• _Exercise description_: List each line of the data that holds the word "segment".

[Stored data]

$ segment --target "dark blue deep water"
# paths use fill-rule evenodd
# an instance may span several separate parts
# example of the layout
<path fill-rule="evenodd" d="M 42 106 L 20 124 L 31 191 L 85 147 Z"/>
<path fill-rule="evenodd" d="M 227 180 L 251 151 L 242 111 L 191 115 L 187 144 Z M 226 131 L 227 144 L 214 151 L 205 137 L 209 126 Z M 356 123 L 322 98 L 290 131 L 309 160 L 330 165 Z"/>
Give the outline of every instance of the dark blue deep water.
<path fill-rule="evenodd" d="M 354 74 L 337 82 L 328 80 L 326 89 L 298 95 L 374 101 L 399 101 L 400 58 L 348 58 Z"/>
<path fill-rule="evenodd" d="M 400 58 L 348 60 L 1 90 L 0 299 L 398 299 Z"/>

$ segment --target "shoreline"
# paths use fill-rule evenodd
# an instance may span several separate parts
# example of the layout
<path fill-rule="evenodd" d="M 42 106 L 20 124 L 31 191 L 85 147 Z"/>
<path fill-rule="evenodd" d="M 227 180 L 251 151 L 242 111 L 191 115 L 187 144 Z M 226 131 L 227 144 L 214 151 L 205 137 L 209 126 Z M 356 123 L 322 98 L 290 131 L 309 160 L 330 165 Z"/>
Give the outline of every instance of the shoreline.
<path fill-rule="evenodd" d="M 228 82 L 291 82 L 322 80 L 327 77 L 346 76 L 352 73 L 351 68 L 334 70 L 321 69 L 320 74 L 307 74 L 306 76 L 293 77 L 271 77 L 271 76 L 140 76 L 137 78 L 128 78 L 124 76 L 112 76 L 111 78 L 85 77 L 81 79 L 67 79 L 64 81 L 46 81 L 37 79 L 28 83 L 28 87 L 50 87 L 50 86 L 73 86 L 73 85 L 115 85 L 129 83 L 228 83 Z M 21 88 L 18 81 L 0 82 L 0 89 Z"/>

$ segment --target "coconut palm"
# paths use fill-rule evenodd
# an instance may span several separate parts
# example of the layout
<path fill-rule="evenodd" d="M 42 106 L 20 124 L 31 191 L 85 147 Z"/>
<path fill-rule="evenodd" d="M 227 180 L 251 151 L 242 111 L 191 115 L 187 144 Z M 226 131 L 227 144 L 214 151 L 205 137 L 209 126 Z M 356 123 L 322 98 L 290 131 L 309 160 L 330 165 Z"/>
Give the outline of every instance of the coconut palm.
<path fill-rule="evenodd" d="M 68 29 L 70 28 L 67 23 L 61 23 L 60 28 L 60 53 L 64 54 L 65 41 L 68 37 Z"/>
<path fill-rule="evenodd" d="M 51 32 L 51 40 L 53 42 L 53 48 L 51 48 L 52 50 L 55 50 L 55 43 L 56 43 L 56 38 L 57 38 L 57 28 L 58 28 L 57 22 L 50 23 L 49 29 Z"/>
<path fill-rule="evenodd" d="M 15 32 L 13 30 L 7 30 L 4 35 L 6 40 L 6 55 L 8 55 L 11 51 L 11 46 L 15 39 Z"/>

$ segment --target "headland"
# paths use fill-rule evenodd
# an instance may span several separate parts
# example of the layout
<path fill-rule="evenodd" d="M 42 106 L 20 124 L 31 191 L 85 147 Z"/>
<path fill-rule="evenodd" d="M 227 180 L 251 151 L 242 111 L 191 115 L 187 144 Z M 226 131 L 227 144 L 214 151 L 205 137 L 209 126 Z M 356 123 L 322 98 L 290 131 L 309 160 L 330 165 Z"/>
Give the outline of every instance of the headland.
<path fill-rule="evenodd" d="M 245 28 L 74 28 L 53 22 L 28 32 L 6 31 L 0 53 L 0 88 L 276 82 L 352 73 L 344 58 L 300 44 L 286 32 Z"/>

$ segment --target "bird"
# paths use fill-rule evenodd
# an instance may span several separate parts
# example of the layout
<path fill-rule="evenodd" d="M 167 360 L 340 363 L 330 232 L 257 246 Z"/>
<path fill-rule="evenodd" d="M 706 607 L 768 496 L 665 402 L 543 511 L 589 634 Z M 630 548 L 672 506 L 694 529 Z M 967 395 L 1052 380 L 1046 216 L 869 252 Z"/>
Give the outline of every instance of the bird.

• _Your response_:
$ segment --target "dark blue deep water"
$ segment --target "shoreline"
$ segment --target "coconut palm"
$ segment --target "headland"
$ segment --target "bird"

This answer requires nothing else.